Raw data Start Marker

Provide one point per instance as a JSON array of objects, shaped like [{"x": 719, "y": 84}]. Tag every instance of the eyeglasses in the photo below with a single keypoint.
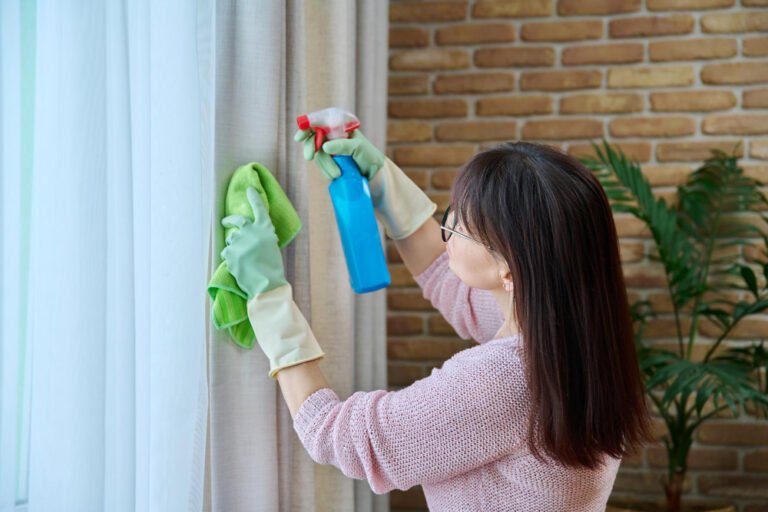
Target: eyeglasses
[{"x": 446, "y": 232}]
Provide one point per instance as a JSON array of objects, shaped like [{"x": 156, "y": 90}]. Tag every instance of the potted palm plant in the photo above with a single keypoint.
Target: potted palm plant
[{"x": 690, "y": 238}]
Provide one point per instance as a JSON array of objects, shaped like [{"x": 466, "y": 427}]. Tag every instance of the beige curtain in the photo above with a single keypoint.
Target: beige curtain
[{"x": 276, "y": 60}]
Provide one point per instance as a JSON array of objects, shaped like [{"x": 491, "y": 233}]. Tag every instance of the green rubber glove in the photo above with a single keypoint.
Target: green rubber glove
[
  {"x": 254, "y": 260},
  {"x": 252, "y": 254},
  {"x": 367, "y": 157},
  {"x": 399, "y": 204}
]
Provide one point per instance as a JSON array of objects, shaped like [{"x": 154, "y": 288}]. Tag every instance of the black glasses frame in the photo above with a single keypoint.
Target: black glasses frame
[{"x": 446, "y": 232}]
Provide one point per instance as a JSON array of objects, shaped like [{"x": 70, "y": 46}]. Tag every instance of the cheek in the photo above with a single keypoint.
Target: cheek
[{"x": 473, "y": 266}]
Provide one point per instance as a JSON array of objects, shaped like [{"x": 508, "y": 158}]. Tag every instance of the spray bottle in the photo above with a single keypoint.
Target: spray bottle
[{"x": 352, "y": 204}]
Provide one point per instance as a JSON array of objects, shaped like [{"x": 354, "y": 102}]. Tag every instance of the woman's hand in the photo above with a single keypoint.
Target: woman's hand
[
  {"x": 252, "y": 252},
  {"x": 253, "y": 258}
]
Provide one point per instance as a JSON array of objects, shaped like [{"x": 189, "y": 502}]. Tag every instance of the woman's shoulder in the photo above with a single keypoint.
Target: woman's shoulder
[{"x": 501, "y": 354}]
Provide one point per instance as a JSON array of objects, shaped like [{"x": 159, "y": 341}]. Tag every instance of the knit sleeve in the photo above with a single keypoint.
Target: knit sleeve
[
  {"x": 464, "y": 415},
  {"x": 472, "y": 312}
]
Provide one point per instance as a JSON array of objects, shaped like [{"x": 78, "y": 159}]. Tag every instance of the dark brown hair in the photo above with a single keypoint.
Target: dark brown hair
[{"x": 548, "y": 217}]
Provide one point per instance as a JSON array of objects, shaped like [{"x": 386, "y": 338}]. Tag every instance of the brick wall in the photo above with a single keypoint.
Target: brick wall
[{"x": 665, "y": 80}]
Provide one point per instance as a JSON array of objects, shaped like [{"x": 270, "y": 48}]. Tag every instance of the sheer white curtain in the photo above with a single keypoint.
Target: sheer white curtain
[
  {"x": 106, "y": 152},
  {"x": 122, "y": 121}
]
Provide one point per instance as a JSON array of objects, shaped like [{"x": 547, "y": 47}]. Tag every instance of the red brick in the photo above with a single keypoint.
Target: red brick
[
  {"x": 401, "y": 276},
  {"x": 424, "y": 155},
  {"x": 427, "y": 108},
  {"x": 476, "y": 130},
  {"x": 694, "y": 150},
  {"x": 475, "y": 34},
  {"x": 698, "y": 458},
  {"x": 474, "y": 83},
  {"x": 443, "y": 178},
  {"x": 588, "y": 7},
  {"x": 409, "y": 131},
  {"x": 692, "y": 49},
  {"x": 756, "y": 461},
  {"x": 739, "y": 486},
  {"x": 692, "y": 101},
  {"x": 735, "y": 73},
  {"x": 651, "y": 26},
  {"x": 511, "y": 8},
  {"x": 759, "y": 149},
  {"x": 636, "y": 151},
  {"x": 556, "y": 129},
  {"x": 748, "y": 434},
  {"x": 735, "y": 124},
  {"x": 408, "y": 84},
  {"x": 652, "y": 126},
  {"x": 439, "y": 326},
  {"x": 755, "y": 98},
  {"x": 655, "y": 76},
  {"x": 408, "y": 37},
  {"x": 519, "y": 105},
  {"x": 687, "y": 5},
  {"x": 746, "y": 21},
  {"x": 562, "y": 30},
  {"x": 603, "y": 54},
  {"x": 512, "y": 57},
  {"x": 429, "y": 59},
  {"x": 755, "y": 47},
  {"x": 425, "y": 350},
  {"x": 428, "y": 11},
  {"x": 560, "y": 80},
  {"x": 421, "y": 179},
  {"x": 606, "y": 103}
]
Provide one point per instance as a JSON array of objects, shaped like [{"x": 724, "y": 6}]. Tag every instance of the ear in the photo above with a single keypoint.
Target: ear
[{"x": 505, "y": 276}]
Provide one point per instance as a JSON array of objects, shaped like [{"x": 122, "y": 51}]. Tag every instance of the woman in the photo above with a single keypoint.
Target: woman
[{"x": 526, "y": 262}]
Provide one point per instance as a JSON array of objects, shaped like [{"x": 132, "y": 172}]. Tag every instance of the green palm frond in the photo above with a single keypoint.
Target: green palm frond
[
  {"x": 697, "y": 241},
  {"x": 629, "y": 191}
]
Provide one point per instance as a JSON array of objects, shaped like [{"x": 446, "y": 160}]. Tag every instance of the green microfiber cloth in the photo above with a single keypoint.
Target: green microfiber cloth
[{"x": 229, "y": 301}]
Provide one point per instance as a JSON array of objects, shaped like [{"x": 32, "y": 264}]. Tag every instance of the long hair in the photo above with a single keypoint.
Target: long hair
[{"x": 547, "y": 216}]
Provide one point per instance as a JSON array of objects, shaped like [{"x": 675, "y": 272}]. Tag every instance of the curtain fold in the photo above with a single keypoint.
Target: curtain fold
[
  {"x": 122, "y": 122},
  {"x": 275, "y": 61},
  {"x": 117, "y": 218}
]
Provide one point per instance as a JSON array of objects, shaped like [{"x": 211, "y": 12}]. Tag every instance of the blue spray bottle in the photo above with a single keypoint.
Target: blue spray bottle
[{"x": 352, "y": 204}]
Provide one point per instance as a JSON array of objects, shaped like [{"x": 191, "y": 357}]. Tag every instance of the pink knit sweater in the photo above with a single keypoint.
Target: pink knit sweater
[{"x": 461, "y": 432}]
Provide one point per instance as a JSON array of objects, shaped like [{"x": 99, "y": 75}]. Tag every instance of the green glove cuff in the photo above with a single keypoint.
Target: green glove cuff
[{"x": 281, "y": 330}]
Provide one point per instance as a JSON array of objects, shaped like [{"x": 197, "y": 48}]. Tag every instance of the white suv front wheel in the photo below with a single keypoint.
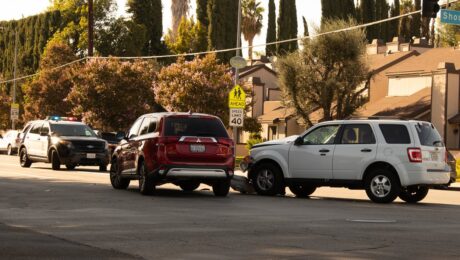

Raw data End Marker

Work instruction -
Retype all the records shown above, character for character. Omit every picture.

Problem solution -
Provide one point per instance as a JSON array of objects, shaped like [{"x": 719, "y": 84}]. Tag every instance of the eyeglasses in the photo below with a single keypoint.
Target: eyeglasses
[{"x": 446, "y": 232}]
Provide one point per instance as a JSON array of objects, shaped like [{"x": 156, "y": 90}]. Tag every instance of the potted palm plant in the photo above with a single keypoint.
Target: potted palm plant
[{"x": 690, "y": 238}]
Provide one point per instance as a JSON array of objects, shaped like [{"x": 466, "y": 427}]. Tag every instance of the beige curtain in the photo above with a single keypoint.
Target: beige curtain
[{"x": 276, "y": 60}]
Provide one point per instance as a JSON array of objects, shaped like [{"x": 491, "y": 233}]. Tag every instance of the green rubber glove in the photo above with a single keypoint.
Target: green rubber glove
[
  {"x": 254, "y": 260},
  {"x": 252, "y": 254},
  {"x": 367, "y": 157},
  {"x": 399, "y": 204}
]
Provide one point per instance as a JSON array of objects, shaped like [{"x": 154, "y": 288}]. Tag every instance of the black glasses frame in the photo above with a single keypoint.
Target: black glasses frame
[{"x": 446, "y": 232}]
Provide one point per instance as a JSON array of objects, shaped like [{"x": 70, "y": 46}]. Tag every instance of the cheek in the photo above with a single keypoint.
Target: cheek
[{"x": 473, "y": 266}]
Provide one point per instance as a JSON array of objects, shaped like [{"x": 508, "y": 158}]. Tag every instance of the spray bottle in the photo above with a single keypoint.
Target: spray bottle
[{"x": 352, "y": 204}]
Provide one point per instance as a JSON array of objects, shaped like [{"x": 354, "y": 102}]. Tag every instance of the woman's hand in the photo above with a single keypoint.
Target: woman's hand
[
  {"x": 252, "y": 252},
  {"x": 253, "y": 258}
]
Provide one point per instance as a JSON array of objects, shaped like [{"x": 189, "y": 502}]. Tag every instance of the woman's shoulder in the photo above with a single keypoint.
Target: woman's shoulder
[{"x": 501, "y": 354}]
Provide one point per instance as a JSON array of objects, shaped like [{"x": 159, "y": 341}]. Tag every instance of the knit sleeve in the photo above with a single keypoint.
Target: knit sleeve
[
  {"x": 464, "y": 415},
  {"x": 472, "y": 312}
]
Provide one point per instance as a JSON array of objects, shaped like [{"x": 78, "y": 159}]. Tag every instance of the dark brown hair in the photo above with a single keypoint.
Target: dark brown hair
[{"x": 548, "y": 217}]
Provide one point per instance as a JSON array of objects, shaped like [{"x": 386, "y": 338}]. Tag every instance of the brick wall in the photo above with a single keypoint.
Target: brick wall
[{"x": 665, "y": 80}]
Provide one point per instance as a JSON array of objects, shaped like [{"x": 270, "y": 48}]. Tag every instance of the sheer white curtain in the photo above with a single keypoint.
Target: sheer white curtain
[
  {"x": 106, "y": 152},
  {"x": 122, "y": 121}
]
Provide one point per instance as a JSON array of objects, shaped like [{"x": 547, "y": 47}]. Tag every instance of the red brick in the photo above with a single keypoint.
Target: red brick
[
  {"x": 401, "y": 276},
  {"x": 424, "y": 155},
  {"x": 427, "y": 108},
  {"x": 476, "y": 130},
  {"x": 694, "y": 150},
  {"x": 475, "y": 34},
  {"x": 698, "y": 458},
  {"x": 474, "y": 83},
  {"x": 443, "y": 178},
  {"x": 588, "y": 7},
  {"x": 409, "y": 131},
  {"x": 692, "y": 49},
  {"x": 756, "y": 461},
  {"x": 739, "y": 486},
  {"x": 692, "y": 101},
  {"x": 735, "y": 73},
  {"x": 651, "y": 26},
  {"x": 511, "y": 8},
  {"x": 759, "y": 149},
  {"x": 636, "y": 151},
  {"x": 556, "y": 129},
  {"x": 748, "y": 434},
  {"x": 735, "y": 124},
  {"x": 408, "y": 84},
  {"x": 652, "y": 126},
  {"x": 439, "y": 326},
  {"x": 755, "y": 98},
  {"x": 655, "y": 76},
  {"x": 408, "y": 37},
  {"x": 519, "y": 105},
  {"x": 687, "y": 5},
  {"x": 746, "y": 21},
  {"x": 562, "y": 30},
  {"x": 603, "y": 54},
  {"x": 512, "y": 57},
  {"x": 429, "y": 59},
  {"x": 755, "y": 47},
  {"x": 425, "y": 350},
  {"x": 428, "y": 11},
  {"x": 560, "y": 80},
  {"x": 421, "y": 179},
  {"x": 606, "y": 103}
]
Provide one point per instance as a JSON array of objects, shaped like [{"x": 724, "y": 6}]. Tag every instance of the ear in the photo above with a single keypoint.
Target: ear
[{"x": 505, "y": 276}]
Provide one point per instance as a JSON array of objects, shaped like [{"x": 122, "y": 51}]. Tag every instance of the woman in the photo above with a single keypoint.
Target: woman
[{"x": 526, "y": 262}]
Provide one point per instance as a JSON array of objects, shaped like [{"x": 132, "y": 172}]. Tag every instance of the green palm frond in the photo above with a single keypoint.
Target: green palm frond
[
  {"x": 697, "y": 241},
  {"x": 629, "y": 191}
]
Provide one point per instance as a JSON array of objects, shaped like [{"x": 446, "y": 160}]. Tag every instance of the green microfiber cloth in the photo above with a single keypoint.
Target: green microfiber cloth
[{"x": 229, "y": 301}]
Provide one point per instance as a JSON array of objects, shaped like [{"x": 32, "y": 264}]. Tag every instance of the long hair in the photo above with a single keypoint.
Target: long hair
[{"x": 547, "y": 216}]
Provide one point per instance as a JSON array of objects, shaped like [{"x": 675, "y": 272}]. Tag every instance of the curtain fold in the photo above with a single keypoint.
Target: curtain fold
[
  {"x": 122, "y": 122},
  {"x": 275, "y": 61},
  {"x": 117, "y": 218}
]
Provide one point per instance as a JSON array of objects, shaped like [{"x": 211, "y": 12}]. Tag every instance of the blue spray bottle in the photo above with a single keypoint.
Target: blue spray bottle
[{"x": 352, "y": 204}]
Provide one point per instance as a JSON array of objects, shaped like [{"x": 191, "y": 357}]. Tag every instance of the pink knit sweater in the photo above with a single keypoint.
Target: pink knit sweater
[{"x": 461, "y": 432}]
Provide one point per instance as a JSON array of objects, shaped like [{"x": 99, "y": 75}]. Tag every instance of the green glove cuff in the photo above with a single keypoint.
Target: green glove cuff
[{"x": 281, "y": 330}]
Provide one point per instance as a JSON array of objects, shaped like [{"x": 197, "y": 48}]. Tag every instance of the white suv front wheel in the photo below with a single keypoint.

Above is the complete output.